• _Directives_
**A.** In the legal excerpt, what did the Supreme Court's order dated 24.3.2015 say was the consequence of the stay?
**B.** Repeat word for word the part of the legal excerpt starting at "What is the" and ending at "be in force.".

• _Provided passage_
In State of Gujarat v. Ambica Mills MANU/SC/0092/1974 : (1974) 4 SCC 656, the Constitution Bench explained the concept of reasonable classification (reference is drawn to paras 54 and 60, 61)
Another Constitution Bench in Shakawat Ali v. State of Orissa, MANU/SC/0093/1954 : AIR 1955 SC 166 in para 10 held as follows:-
"The simple answer to this contention is that legislation enacted for the achievement of a particular object or purpose need not be all embracing. It is for the Legislature to determine what categories it would embrace within the scope of legislation and merely because certain categories which would stand on the same footing as those which are covered by the legislation are left out would not render legislation which has been enacted in any manner discriminatory and violative of the fundamental right guaranteed by Article 14 of the Constitution."
Further, the denominational temples have certain other additional rights which they enjoy in contradistinction to the rights and privileges of public temples. In this regard reference is made to Venkataramana Devaru v. State of Mysore MANU/SC/0026/1957 : AIR 1958 SC 255 (paras 24 and 32).
As regards the contention that the impugned legislation is in breach of the dictum of the Apex Court in Admar Mutt case, where the need for a uniform legislation was emphasized. Attention is drawn to the following passage therein:
"A comprehensive legislation which will apply to all temples and Mutts in Karnataka, which are equally situated in the context of the levy of fee, may perhaps afford a satisfactory solution to the problem. This, however, is a tentative view-point because we have not investigated whether the Madras Act of 1951, particularly Section 76(1) thereof, is a piece of hostile legislation of the kind that would involve the violation of Article 14. Facts in regard thereto may have to be explored, if and when occasion arises."
And it is contended that a "tentative viewpoint" which is not the outcome of any investigation from the highest court cannot be approximated to a direction or a mandamus giving rise to a valid cause of action. The only question before the Supreme Court was whether the continued application of the Madras Hindu Religious and Charitable Endowments Act to South Kanara was violative of Article 14. The Supreme Court infact dismissed the appeal of the petitioners.
In regard to the primary contention of the petitioners that when the Principal Act was struck down by a Division Bench of this court the Act is dead, void ab initio, and that the order of stay granted by the Apex Court also cannot breathe life into it, is concerned, it is pointed out that the Supreme Court itself has said in its order dated 24.3.2015 that the consequence of the stay is that the "Act will be in force", hence there is no merit in the present contention.
What is the effect of interim stay granted by the Supreme Court cannot be subject matter of issue before this Court, when the Supreme Court itself has said that the Act will be in force.
Even if the Supreme Court had not observed that the Act will be in force because of the stay the decisions rendered by the Supreme Court clearly point out the same.
In the case of Indira Nehru Gandhi vs. Raj Narain and another, MANU/SC/0304/1975 : 1975 Supp SCC 1 the Supreme Court has held:
"The legal effect of that stay order was that the trial court's order.........................., "shall be deemed never to have taken effect"... It did not matter if the stay order, out of deference for existing precedents, had been framed in the form of a "conditioned" stay that is to say, a stay in law and effect with certain conditions annexed."

• _Dataset excerpts_

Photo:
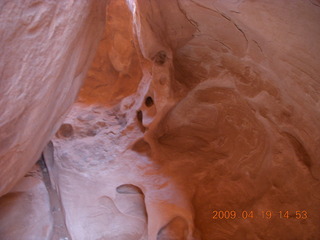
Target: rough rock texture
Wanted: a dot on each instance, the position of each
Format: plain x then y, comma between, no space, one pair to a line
47,47
191,107
25,211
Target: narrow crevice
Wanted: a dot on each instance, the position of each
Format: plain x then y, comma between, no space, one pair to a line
59,230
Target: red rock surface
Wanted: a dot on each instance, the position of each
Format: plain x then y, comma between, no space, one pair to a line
47,48
192,107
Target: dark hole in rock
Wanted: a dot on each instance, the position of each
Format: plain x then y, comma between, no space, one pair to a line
141,146
66,130
129,189
149,101
176,229
160,58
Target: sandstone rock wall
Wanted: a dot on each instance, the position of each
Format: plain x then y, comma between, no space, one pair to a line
190,107
47,47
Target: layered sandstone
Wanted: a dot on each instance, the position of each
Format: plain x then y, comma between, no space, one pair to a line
192,106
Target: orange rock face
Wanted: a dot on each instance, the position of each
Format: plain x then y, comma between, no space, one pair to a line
47,48
198,119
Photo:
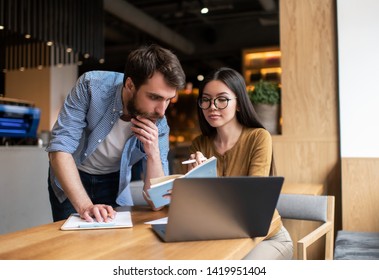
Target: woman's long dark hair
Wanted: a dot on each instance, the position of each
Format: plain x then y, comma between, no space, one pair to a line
246,115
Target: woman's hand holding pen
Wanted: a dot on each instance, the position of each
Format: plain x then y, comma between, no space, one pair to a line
195,160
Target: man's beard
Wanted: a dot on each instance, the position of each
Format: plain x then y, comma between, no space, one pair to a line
133,111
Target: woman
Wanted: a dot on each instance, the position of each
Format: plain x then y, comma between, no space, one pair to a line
232,132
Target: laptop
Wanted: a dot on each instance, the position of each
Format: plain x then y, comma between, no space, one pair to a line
220,208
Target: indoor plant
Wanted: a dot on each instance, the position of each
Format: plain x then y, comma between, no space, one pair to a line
265,97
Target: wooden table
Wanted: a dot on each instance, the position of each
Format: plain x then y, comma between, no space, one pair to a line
48,242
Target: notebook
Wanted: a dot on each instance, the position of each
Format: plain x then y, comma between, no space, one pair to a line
220,208
123,219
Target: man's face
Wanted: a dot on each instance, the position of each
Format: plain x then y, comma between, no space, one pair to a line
152,98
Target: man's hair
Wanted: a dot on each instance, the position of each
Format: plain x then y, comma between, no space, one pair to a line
143,62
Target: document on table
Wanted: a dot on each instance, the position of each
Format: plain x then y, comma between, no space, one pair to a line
158,221
121,220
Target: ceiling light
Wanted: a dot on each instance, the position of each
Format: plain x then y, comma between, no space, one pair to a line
204,10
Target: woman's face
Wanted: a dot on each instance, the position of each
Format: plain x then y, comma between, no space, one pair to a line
226,104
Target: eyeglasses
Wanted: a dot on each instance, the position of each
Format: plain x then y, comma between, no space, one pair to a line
220,102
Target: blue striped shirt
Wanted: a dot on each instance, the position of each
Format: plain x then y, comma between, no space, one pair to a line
88,114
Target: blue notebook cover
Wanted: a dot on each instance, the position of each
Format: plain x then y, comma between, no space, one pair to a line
157,191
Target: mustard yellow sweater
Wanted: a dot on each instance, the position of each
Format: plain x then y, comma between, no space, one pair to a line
250,156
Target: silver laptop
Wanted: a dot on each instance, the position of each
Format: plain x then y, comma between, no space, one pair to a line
220,208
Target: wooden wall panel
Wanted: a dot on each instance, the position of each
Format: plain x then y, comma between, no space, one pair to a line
309,68
308,149
360,196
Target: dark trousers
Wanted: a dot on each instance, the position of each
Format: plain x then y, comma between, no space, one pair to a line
102,189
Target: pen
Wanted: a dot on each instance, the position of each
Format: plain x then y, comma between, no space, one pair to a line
96,224
191,161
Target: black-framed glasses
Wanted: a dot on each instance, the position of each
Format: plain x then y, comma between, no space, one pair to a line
220,102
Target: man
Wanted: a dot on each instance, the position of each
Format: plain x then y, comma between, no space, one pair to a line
109,122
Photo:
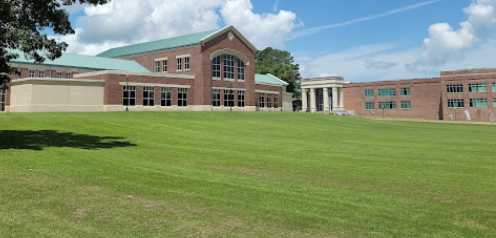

• _Solutions_
**A.** The Act will be in force.

**B.**
What is the effect of interim stay granted by the Supreme Court cannot be subject matter of issue before this Court, when the Supreme Court itself has said that the Act will be in force.